### Text block:
-*-

Ah, this sheds light on the silence around the Windsurf acquisition:
OpenAI and Microsoft are at a standoff over the terms of the startup’s $3 billion acquisition of the coding startup Windsurf, the people said. Microsoft currently has access to all of OpenAI’s IP, according to their agreement. It offers its own AI coding product, GitHub Copilot, that competes with OpenAI. OpenAI doesn’t want Microsoft to have access to Windsurf’s intellectual property.
> Microsoft currently has access to all of OpenAI’s IP, according to their agreement. [...] OpenAI doesn’t want Microsoft to have access to Windsurf’s intellectual property.
Why does OpenAI then buy Windsurf if such an agreement is in place?
I can't tell if that line came from the unnamed sources or is just the journalist's understanding, but it seems pretty clear to me that OpenAI did not spend $3B for the source code of an IDE. They wanted the employees and customers to kickstart a shift to an enterprise product focus, which doesn't sit well with MSFT (who entered into a partnership with what they believed was a research lab that would supply things they could upsell in github and office365).
One theory is it's Sam Altman's way of wresting control away from the non-profit through diluting the shares.
It's not like he hasn't done such things before.
Sama seems disinclined to follow the straight and true. Apparently he can’t get what he wants without re-routing his partner’s buy-in buttons. Could he have founded OpenAI without all this drama? Was there no way to raise the money he needs without all the smoke and mirrors?
I’m a fan of the ChatGPT product but he feels like a David Mamet creation.
One way or another an AI company needs to offer coding tools, so something like this was going to happen no matter what.

-*-

Referring-expression pointing data:
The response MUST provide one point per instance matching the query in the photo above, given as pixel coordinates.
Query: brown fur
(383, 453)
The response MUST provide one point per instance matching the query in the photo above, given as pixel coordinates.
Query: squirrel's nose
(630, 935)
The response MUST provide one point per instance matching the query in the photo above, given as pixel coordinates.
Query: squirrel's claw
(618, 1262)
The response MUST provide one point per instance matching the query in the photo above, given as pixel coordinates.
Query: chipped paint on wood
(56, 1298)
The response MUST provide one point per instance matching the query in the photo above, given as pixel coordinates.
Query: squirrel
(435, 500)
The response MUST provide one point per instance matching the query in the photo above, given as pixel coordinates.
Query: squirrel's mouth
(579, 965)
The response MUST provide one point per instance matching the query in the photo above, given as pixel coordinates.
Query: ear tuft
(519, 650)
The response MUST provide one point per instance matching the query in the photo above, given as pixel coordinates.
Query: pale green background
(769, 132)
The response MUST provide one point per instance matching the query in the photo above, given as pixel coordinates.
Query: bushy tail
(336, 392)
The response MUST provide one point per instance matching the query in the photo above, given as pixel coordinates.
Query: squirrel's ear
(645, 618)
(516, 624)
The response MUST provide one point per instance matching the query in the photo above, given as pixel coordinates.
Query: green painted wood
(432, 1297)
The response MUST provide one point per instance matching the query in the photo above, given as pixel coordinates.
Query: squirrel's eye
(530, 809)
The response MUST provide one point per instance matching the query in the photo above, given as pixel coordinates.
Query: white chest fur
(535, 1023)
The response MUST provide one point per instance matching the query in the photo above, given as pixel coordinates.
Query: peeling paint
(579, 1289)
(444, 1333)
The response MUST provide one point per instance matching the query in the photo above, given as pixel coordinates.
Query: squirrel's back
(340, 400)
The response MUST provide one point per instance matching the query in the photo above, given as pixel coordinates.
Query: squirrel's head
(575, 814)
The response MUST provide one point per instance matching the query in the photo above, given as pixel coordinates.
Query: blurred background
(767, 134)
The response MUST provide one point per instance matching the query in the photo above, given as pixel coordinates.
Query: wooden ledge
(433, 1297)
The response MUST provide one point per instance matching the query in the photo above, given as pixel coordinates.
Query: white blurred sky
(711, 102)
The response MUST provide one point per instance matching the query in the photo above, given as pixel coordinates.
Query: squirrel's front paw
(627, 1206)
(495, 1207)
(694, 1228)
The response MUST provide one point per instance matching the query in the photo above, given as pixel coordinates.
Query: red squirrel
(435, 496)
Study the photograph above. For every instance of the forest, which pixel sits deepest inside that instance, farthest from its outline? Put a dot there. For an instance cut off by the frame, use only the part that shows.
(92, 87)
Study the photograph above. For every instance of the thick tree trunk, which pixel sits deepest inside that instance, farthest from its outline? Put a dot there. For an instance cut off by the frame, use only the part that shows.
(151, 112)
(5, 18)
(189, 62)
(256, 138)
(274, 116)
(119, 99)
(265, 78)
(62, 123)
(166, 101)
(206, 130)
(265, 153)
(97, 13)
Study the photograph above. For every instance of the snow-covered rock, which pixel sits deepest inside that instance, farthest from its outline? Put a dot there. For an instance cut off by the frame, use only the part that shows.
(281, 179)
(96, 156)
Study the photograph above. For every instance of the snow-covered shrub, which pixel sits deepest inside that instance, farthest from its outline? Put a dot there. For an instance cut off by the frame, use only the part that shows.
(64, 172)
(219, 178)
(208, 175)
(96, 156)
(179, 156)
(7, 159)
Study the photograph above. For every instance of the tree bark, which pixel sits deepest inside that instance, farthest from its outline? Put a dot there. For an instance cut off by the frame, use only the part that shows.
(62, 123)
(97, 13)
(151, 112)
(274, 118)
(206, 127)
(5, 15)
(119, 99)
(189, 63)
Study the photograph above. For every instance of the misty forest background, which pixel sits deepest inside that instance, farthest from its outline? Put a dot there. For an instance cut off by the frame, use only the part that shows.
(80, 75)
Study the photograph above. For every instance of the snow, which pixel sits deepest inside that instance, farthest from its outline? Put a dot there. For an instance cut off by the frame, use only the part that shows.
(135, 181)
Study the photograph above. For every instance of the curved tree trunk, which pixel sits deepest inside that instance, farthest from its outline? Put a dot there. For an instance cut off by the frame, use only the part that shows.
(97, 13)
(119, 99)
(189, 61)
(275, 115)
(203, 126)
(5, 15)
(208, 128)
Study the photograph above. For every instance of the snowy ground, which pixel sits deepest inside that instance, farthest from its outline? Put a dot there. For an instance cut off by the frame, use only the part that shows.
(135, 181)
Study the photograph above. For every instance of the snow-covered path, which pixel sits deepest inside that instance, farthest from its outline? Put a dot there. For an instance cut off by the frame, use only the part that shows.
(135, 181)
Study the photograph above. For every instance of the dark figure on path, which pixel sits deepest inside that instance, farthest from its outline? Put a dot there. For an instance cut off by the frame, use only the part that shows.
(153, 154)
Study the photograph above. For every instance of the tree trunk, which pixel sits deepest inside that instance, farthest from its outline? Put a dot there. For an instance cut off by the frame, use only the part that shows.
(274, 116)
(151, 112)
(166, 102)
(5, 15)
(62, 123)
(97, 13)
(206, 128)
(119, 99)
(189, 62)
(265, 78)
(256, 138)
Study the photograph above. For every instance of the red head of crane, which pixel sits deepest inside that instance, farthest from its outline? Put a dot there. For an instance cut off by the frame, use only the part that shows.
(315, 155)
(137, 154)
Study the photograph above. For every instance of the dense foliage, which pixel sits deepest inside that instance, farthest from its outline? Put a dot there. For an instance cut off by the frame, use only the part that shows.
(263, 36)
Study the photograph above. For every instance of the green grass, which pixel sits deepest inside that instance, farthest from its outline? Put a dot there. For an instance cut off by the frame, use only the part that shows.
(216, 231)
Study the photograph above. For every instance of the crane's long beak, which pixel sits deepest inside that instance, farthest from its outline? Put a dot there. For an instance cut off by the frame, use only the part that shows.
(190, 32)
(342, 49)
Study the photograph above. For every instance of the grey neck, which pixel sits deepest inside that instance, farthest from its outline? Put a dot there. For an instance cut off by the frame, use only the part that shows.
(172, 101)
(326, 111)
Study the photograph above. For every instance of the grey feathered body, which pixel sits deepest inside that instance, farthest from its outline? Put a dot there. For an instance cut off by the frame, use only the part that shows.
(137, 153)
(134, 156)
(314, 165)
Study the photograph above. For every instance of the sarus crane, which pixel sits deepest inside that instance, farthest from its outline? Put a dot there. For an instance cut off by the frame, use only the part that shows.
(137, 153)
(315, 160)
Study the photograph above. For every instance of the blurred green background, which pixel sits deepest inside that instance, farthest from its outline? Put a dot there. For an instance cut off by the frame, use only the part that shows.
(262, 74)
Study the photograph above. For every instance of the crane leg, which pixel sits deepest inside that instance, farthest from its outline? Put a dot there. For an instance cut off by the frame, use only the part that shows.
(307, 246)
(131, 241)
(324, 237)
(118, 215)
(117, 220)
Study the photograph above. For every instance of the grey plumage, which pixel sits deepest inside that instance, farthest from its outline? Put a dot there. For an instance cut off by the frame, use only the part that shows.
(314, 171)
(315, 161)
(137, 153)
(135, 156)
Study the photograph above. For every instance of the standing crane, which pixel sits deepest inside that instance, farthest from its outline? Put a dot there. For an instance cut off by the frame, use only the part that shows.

-*-

Print the entire discussion of OpenAI's Windsurf acquisition word for word. The entries aren't needed for any of this.

Ah, this sheds light on the silence around the Windsurf acquisition:
OpenAI and Microsoft are at a standoff over the terms of the startup’s $3 billion acquisition of the coding startup Windsurf, the people said. Microsoft currently has access to all of OpenAI’s IP, according to their agreement. It offers its own AI coding product, GitHub Copilot, that competes with OpenAI. OpenAI doesn’t want Microsoft to have access to Windsurf’s intellectual property.
> Microsoft currently has access to all of OpenAI’s IP, according to their agreement. [...] OpenAI doesn’t want Microsoft to have access to Windsurf’s intellectual property.
Why does OpenAI then buy Windsurf if such an agreement is in place?
I can't tell if that line came from the unnamed sources or is just the journalist's understanding, but it seems pretty clear to me that OpenAI did not spend $3B for the source code of an IDE. They wanted the employees and customers to kickstart a shift to an enterprise product focus, which doesn't sit well with MSFT (who entered into a partnership with what they believed was a research lab that would supply things they could upsell in github and office365).
One theory is it's Sam Altman's way of wresting control away from the non-profit through diluting the shares.
It's not like he hasn't done such things before.
Sama seems disinclined to follow the straight and true. Apparently he can’t get what he wants without re-routing his partner’s buy-in buttons. Could he have founded OpenAI without all this drama? Was there no way to raise the money he needs without all the smoke and mirrors?
I’m a fan of the ChatGPT product but he feels like a David Mamet creation.
One way or another an AI company needs to offer coding tools, so something like this was going to happen no matter what.